**** THE DATA

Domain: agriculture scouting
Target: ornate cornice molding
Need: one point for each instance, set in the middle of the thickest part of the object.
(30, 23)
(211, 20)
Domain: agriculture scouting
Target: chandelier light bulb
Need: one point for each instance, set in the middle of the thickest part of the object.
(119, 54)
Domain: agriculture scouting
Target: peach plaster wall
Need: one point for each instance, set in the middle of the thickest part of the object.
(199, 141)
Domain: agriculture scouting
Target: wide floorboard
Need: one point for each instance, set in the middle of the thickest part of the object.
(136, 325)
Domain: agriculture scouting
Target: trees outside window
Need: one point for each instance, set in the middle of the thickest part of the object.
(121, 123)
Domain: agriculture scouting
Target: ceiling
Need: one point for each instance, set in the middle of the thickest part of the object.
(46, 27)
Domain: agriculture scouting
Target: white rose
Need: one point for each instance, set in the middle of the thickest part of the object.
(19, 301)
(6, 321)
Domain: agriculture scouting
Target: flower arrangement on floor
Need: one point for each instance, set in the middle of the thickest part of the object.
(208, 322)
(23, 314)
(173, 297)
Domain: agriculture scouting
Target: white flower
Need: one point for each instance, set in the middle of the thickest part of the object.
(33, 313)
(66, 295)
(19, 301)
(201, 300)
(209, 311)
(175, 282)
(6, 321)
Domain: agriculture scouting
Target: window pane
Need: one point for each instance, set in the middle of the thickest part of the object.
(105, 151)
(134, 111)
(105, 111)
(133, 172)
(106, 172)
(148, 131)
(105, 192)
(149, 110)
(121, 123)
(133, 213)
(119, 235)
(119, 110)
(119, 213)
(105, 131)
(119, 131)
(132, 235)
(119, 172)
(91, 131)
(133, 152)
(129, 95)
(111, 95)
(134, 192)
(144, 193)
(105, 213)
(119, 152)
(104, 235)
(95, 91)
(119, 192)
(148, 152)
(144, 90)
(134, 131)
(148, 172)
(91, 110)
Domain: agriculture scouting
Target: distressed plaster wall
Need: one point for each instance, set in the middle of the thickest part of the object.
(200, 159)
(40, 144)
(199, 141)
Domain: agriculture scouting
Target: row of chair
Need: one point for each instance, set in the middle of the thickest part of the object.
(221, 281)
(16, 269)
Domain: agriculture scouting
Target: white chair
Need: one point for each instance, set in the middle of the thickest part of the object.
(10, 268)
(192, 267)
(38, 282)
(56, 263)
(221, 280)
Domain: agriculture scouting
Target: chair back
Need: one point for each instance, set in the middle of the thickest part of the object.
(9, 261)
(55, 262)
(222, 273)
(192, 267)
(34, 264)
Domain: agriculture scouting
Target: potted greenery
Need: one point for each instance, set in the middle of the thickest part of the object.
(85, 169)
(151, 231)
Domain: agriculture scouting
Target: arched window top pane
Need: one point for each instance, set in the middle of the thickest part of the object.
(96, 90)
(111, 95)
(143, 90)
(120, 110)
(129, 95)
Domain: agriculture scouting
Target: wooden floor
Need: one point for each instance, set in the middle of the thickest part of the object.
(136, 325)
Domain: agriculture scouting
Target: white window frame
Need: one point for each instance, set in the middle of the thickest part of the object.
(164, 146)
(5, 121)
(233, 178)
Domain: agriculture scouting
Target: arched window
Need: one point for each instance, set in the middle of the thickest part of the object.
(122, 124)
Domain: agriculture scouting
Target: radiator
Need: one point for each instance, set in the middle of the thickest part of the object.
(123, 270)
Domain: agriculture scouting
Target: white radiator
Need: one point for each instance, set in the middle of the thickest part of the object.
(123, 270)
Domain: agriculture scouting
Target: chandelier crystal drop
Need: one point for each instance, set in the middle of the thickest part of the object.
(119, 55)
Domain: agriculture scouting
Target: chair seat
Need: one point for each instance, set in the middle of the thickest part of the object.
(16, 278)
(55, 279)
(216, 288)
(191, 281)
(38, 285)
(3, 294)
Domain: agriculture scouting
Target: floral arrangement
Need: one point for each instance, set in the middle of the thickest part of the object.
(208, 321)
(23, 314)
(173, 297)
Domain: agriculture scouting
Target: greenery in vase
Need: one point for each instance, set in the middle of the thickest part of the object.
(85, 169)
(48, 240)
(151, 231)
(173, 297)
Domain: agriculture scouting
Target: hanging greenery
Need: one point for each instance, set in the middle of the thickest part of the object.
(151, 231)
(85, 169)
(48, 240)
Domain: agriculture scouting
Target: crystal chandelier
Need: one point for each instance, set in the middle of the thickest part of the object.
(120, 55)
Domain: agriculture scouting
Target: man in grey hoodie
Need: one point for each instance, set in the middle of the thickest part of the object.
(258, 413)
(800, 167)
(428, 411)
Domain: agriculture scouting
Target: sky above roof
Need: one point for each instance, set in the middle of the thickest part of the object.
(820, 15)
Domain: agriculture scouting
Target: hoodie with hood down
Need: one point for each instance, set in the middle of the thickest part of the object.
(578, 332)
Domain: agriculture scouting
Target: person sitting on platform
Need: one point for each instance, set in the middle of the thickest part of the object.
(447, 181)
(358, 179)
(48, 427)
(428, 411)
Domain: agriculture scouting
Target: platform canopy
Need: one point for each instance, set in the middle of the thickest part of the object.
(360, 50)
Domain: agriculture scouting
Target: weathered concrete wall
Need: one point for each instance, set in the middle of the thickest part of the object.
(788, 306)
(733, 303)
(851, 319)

********

### WORK INSTRUCTIONS
Exactly as shown above, copy out the material.

### FINISHED TASK
Domain: agriculture scouting
Target: ornate cornice molding
Need: one point for each instance, set in the middle of the thickest part of the object.
(30, 23)
(211, 20)
Domain: agriculture scouting
Target: chandelier light bulb
Need: one point for each instance, set in the middle of the thickest part of the object.
(119, 54)
Domain: agriculture scouting
Target: peach plaster wall
Need: one point for each instance, set in the middle of the thickest part of the object.
(199, 141)
Domain: agriculture scouting
Target: wide floorboard
Need: one point for each instance, set in the middle of the thickest part of the object.
(136, 325)
Domain: agriculture scouting
Target: trees outside window
Need: one point for each instance, set in the middle of the thickest part of the object.
(121, 123)
Domain: agriculture scouting
Target: ceiling
Need: one point for each instance, set in the middle of the thickest part of the object.
(46, 27)
Domain: agriculture scouting
Target: white rose
Need: one point for each instance, set in the middle of the thickest part of the object.
(19, 301)
(6, 321)
Domain: agriculture scouting
Target: flower arrangement on floor
Need: one point for each instance, set in the middle of the thickest part of the object.
(208, 322)
(23, 314)
(173, 297)
Domain: agriculture scouting
Target: white flower
Need: one point for each instance, set in the middle of the thickest part of the object.
(33, 313)
(66, 295)
(19, 301)
(201, 300)
(209, 311)
(175, 282)
(6, 321)
Domain: agriculture scouting
Target: window pane
Need: one point for each instance, set in the middle of the thickest part of the object.
(105, 151)
(134, 111)
(105, 111)
(133, 172)
(106, 172)
(148, 131)
(105, 192)
(149, 110)
(121, 123)
(133, 213)
(119, 235)
(119, 110)
(119, 213)
(105, 131)
(119, 131)
(132, 235)
(119, 172)
(91, 131)
(133, 152)
(129, 95)
(111, 95)
(134, 192)
(144, 193)
(105, 213)
(119, 152)
(104, 235)
(95, 91)
(119, 192)
(148, 152)
(144, 90)
(134, 131)
(148, 172)
(91, 110)
Domain: agriculture scouting
Target: distressed plaster wall
Need: one point for each instance, set in the middle of the thickest part of the object.
(200, 159)
(40, 144)
(199, 141)
Domain: agriculture scouting
Target: row of chair
Need: one point for each instance, set in the middle of the thickest part of the object.
(221, 281)
(16, 269)
Domain: agriculture scouting
Target: white chair
Need: one point for each instance, set in the middle of the thickest part of the object.
(10, 268)
(192, 267)
(38, 282)
(56, 263)
(221, 280)
Domain: agriculture scouting
Target: chair back
Need: one point for each instance, set in the middle of the thickest part of the object.
(9, 261)
(55, 262)
(222, 273)
(192, 267)
(34, 264)
Domain: agriculture scouting
Target: potted greenery
Need: one point for each instance, set in the middle of the thickest part of the object.
(85, 169)
(151, 231)
Domain: agriculture scouting
Target: arched window top pane
Need: one point for each instance, set in the middle of the thickest part of the object.
(96, 90)
(111, 95)
(143, 90)
(120, 110)
(129, 95)
Domain: agriculture scouting
Target: wooden floor
Need: one point for each instance, set in the middle of the thickest part of the object.
(136, 325)
Domain: agriculture scouting
Target: white window frame
Need: one point for each instance, set in the middle of the thickest part of the object.
(164, 146)
(5, 121)
(233, 178)
Domain: agriculture scouting
Target: arched window
Need: one point for each instance, set in the middle of the thickest part of the object.
(122, 124)
Domain: agriculture scouting
Target: radiator
Need: one point for each instance, set in the middle of the thickest part of the object.
(123, 270)
Domain: agriculture scouting
Target: white radiator
Need: one point for each instance, set in the middle of the thickest part of the object.
(123, 270)
Domain: agriculture scouting
Target: chandelier crystal drop
Need: one point for each instance, set in the middle of the thickest part of the object.
(119, 55)
Domain: agriculture scouting
Target: chair seat
Need: one point for each instance, set in the middle of the thickest part of the object.
(16, 278)
(55, 279)
(216, 288)
(191, 281)
(38, 285)
(3, 294)
Domain: agriculture scouting
Target: floral arrangement
Need: one point for each instance, set in the middle of the thickest part of the object.
(208, 321)
(23, 314)
(173, 297)
Domain: agriculture scouting
Target: greenery in vase
Need: one point for each instance, set in the middle of the thickest part of the object.
(85, 169)
(48, 240)
(151, 231)
(173, 297)
Domain: agriculture scouting
Target: hanging greenery
Need: one point for each instance, set in the middle of the thickest part of the object.
(151, 231)
(85, 169)
(48, 240)
Domain: agriculture scouting
Target: crystal chandelier
Need: one point for each instance, set in the middle of the thickest part of the object.
(120, 55)
Domain: agriculture scouting
Target: man in grey hoodie
Need: one point for each instance, set in the middle of the thickest part of the object.
(258, 413)
(800, 167)
(428, 411)
Domain: agriculture scouting
Target: sky above roof
Need: one point for each instance, set in the middle of the thickest part of the object.
(820, 15)
Domain: agriculture scouting
Target: hoodie with hood down
Need: one point for each instance, set in the middle of the thickest part of the object.
(578, 332)
Domain: agriculture scouting
Target: person sitting on platform
Need: one point for each instance, set in the middle of the thickest part of the object.
(447, 181)
(358, 179)
(48, 427)
(428, 411)
Domain: agriculture scouting
Target: platform canopy
Need: one point for each instance, set in the middle of the thickest part of the object.
(360, 50)
Domain: agriculture scouting
Target: weathered concrete wall
Need: one point for each instance, set in the middle of the thickest part of the object.
(788, 306)
(733, 303)
(851, 319)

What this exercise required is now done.